> [Required work]
Which lines below contain "target"? Copy every one of them.

Stored data entries:
^^^^^^^^

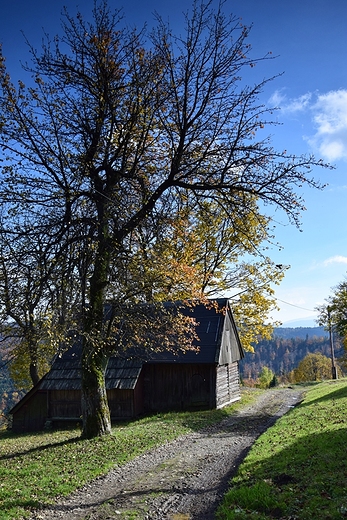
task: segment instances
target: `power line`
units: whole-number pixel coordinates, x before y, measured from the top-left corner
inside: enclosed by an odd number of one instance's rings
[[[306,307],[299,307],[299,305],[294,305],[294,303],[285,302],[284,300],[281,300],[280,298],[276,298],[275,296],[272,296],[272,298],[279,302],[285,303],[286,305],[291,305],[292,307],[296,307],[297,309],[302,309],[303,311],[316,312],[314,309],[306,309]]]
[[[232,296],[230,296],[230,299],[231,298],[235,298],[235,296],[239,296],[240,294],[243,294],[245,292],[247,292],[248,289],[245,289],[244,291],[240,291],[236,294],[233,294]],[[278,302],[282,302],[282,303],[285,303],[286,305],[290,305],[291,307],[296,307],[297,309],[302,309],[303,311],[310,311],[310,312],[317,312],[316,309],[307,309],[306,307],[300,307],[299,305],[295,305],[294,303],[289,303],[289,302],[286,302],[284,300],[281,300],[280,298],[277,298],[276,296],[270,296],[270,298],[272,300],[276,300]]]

^^^^^^^^

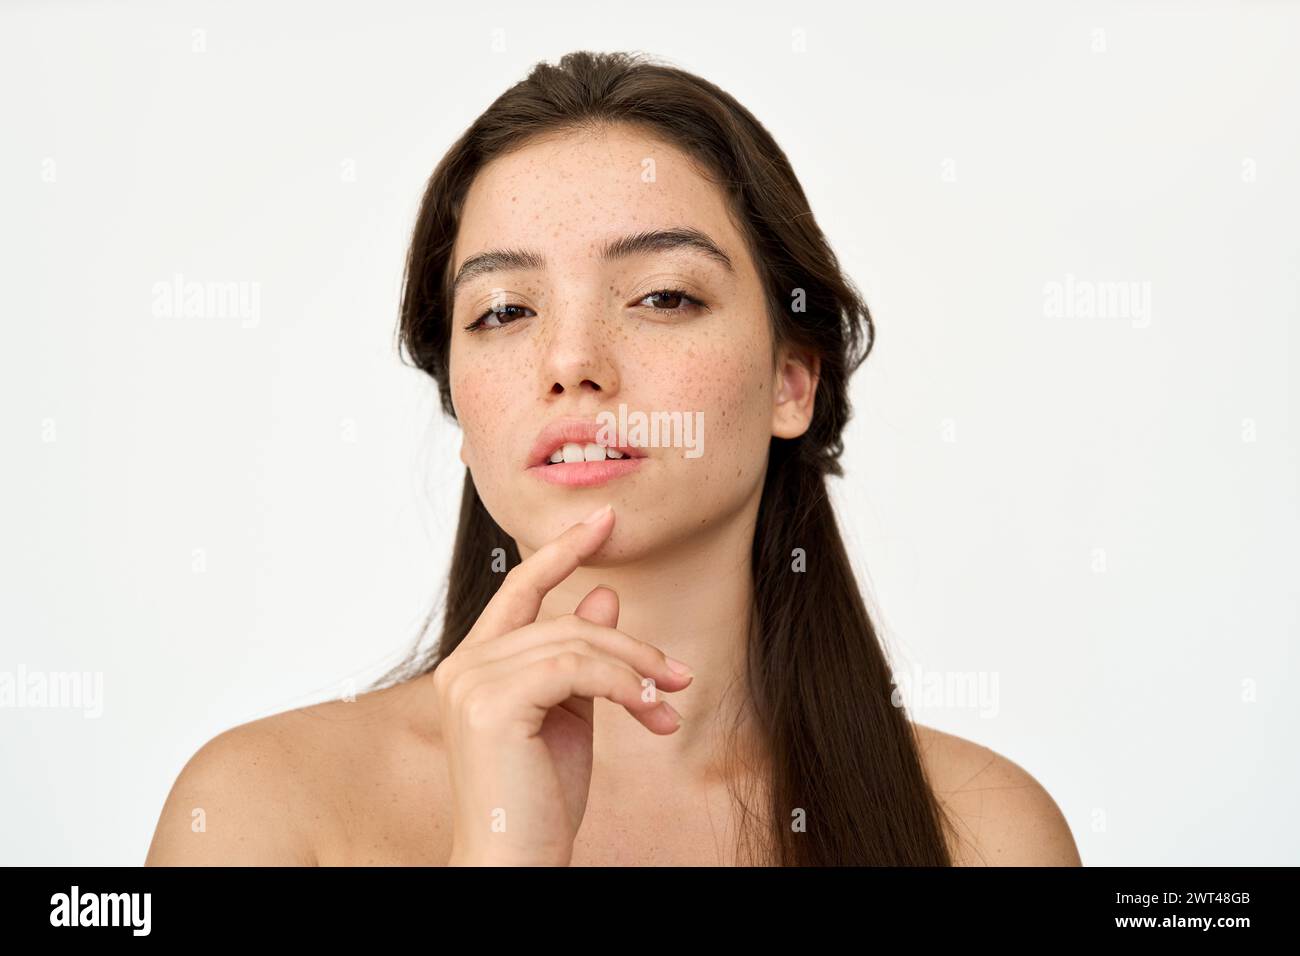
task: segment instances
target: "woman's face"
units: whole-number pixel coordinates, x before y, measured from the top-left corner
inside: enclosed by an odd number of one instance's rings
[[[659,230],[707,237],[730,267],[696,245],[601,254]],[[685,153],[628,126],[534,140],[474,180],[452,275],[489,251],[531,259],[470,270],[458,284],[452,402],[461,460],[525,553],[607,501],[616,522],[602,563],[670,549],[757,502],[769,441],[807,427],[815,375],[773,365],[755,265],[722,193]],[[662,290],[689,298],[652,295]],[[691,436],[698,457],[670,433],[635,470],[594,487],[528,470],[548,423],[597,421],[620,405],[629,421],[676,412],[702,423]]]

^^^^^^^^

> [Solution for this exercise]
target: `power line`
target: "woman's face"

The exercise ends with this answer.